YOUR ASSIGNMENT: Print the line where "Query: chapel tower" occurs and every line that follows it in the data below, ending with the last line, precisely as written.

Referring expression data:
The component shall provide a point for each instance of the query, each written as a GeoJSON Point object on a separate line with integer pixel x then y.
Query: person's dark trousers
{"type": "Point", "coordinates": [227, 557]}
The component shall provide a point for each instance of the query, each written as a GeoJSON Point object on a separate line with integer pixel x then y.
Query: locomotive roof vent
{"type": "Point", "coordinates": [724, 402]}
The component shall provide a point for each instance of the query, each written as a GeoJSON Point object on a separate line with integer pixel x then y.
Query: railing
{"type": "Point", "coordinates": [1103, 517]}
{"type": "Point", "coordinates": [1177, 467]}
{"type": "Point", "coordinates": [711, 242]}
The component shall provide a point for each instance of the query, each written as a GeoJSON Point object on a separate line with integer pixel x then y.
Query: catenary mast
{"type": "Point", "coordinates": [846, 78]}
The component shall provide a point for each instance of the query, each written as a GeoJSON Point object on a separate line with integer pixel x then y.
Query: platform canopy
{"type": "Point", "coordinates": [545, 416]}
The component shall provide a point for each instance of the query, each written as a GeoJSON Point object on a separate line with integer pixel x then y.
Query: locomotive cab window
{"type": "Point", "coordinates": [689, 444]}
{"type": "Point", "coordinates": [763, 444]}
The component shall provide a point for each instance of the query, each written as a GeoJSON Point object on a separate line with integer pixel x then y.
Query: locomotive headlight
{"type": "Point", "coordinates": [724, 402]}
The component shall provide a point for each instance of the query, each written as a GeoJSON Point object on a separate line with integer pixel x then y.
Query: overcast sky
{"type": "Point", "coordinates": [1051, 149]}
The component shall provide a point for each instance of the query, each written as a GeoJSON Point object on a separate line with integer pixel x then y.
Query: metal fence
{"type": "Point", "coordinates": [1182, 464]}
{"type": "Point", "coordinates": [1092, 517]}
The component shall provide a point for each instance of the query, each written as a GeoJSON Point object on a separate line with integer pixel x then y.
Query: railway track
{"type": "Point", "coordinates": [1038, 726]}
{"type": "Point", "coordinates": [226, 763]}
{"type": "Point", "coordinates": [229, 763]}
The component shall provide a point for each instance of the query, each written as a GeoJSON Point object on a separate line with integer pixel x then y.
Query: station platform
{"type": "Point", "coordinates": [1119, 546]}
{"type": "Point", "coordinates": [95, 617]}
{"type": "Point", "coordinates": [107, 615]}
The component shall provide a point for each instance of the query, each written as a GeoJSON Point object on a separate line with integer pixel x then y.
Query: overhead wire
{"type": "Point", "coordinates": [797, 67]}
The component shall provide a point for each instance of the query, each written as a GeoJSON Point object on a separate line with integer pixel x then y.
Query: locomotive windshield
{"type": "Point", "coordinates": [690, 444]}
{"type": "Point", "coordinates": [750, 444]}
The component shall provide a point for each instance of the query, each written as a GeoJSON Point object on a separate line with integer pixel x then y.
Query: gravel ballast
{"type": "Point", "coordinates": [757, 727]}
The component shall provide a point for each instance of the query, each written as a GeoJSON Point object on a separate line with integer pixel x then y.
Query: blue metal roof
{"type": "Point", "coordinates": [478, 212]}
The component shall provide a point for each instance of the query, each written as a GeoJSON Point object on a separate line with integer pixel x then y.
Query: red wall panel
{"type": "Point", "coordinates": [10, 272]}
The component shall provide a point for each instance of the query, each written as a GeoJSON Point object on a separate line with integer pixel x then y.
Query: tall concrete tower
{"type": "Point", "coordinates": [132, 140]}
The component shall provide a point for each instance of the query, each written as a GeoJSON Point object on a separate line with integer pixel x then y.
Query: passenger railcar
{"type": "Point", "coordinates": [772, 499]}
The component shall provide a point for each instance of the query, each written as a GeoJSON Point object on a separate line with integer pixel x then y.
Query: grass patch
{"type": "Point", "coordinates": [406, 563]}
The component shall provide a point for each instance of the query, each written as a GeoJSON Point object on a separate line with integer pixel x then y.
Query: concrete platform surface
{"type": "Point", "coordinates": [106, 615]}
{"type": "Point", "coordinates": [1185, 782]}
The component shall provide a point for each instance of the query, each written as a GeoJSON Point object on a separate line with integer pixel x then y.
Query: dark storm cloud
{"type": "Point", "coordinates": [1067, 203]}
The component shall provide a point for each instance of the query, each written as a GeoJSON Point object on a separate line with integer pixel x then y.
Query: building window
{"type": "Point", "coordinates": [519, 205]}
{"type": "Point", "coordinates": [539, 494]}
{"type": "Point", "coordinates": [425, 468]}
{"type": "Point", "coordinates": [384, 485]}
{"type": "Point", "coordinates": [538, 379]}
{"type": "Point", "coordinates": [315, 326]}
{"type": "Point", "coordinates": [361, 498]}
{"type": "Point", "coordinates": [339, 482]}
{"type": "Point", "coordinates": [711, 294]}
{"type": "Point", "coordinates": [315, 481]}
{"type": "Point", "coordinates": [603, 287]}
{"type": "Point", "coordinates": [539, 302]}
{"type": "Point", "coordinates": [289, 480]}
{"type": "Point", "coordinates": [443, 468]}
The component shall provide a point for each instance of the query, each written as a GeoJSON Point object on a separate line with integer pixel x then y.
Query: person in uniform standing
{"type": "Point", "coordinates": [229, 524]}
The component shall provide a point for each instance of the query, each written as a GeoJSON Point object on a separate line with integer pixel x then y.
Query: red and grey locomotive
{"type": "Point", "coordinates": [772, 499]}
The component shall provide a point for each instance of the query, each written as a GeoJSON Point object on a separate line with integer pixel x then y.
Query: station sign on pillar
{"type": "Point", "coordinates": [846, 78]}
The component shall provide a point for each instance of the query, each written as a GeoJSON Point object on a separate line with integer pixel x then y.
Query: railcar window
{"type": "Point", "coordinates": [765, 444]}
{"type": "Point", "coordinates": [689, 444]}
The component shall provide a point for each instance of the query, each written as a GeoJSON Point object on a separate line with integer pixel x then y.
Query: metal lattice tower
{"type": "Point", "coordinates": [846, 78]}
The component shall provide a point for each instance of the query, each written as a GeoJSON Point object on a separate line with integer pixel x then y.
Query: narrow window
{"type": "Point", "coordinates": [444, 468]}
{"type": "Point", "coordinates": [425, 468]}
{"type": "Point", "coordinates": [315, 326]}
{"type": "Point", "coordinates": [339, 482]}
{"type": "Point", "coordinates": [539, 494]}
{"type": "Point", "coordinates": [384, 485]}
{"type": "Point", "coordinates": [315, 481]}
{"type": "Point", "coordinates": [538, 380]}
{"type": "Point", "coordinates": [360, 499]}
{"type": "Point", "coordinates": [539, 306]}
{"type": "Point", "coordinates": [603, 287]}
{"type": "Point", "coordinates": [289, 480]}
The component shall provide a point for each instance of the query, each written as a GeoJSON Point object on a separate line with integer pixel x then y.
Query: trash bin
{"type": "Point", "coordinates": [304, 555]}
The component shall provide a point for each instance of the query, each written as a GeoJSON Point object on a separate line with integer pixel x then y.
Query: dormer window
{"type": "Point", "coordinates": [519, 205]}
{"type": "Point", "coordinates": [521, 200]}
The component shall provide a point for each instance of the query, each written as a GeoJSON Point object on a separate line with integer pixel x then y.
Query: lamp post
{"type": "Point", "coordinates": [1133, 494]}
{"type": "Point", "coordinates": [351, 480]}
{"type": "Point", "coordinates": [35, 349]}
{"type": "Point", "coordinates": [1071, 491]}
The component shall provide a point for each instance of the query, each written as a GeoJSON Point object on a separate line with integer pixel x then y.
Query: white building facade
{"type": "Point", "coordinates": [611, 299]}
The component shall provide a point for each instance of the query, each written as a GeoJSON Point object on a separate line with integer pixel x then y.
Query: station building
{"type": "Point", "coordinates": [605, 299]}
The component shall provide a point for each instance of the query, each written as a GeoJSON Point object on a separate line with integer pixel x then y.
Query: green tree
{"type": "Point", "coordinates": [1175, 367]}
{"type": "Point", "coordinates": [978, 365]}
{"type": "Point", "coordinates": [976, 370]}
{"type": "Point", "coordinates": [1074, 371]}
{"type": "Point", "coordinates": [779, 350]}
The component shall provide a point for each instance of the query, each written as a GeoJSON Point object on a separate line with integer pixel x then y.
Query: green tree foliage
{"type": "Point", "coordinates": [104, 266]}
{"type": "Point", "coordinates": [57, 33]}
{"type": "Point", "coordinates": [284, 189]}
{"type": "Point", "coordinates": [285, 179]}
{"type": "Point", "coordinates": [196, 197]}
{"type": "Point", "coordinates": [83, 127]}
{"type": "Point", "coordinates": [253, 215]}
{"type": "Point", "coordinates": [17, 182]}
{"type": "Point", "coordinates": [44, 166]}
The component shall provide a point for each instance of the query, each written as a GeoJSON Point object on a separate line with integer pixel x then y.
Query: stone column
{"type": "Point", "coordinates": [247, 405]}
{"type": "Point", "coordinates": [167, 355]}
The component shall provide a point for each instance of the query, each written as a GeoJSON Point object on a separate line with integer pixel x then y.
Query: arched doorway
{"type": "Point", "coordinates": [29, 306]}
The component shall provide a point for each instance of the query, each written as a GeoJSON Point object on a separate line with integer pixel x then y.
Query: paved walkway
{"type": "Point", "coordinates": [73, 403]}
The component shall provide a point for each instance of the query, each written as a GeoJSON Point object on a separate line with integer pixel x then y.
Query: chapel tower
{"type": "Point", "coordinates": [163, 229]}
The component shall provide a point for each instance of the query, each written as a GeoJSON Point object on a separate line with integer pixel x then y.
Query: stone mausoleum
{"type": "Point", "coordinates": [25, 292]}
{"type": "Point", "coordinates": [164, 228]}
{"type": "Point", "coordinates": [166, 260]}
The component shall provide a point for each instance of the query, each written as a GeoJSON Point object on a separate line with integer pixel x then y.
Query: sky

REPLY:
Query: chapel tower
{"type": "Point", "coordinates": [163, 229]}
The component shall provide a point for each instance of the query, each written as a GeoJSON Point object on a separate line with integer pixel x then y.
Query: stone mausoleum
{"type": "Point", "coordinates": [25, 292]}
{"type": "Point", "coordinates": [164, 228]}
{"type": "Point", "coordinates": [166, 260]}
The component shall provide a point for each instance of the query, each written as a GeoJSON Point object on a separate line with integer pixel x then y.
Query: sky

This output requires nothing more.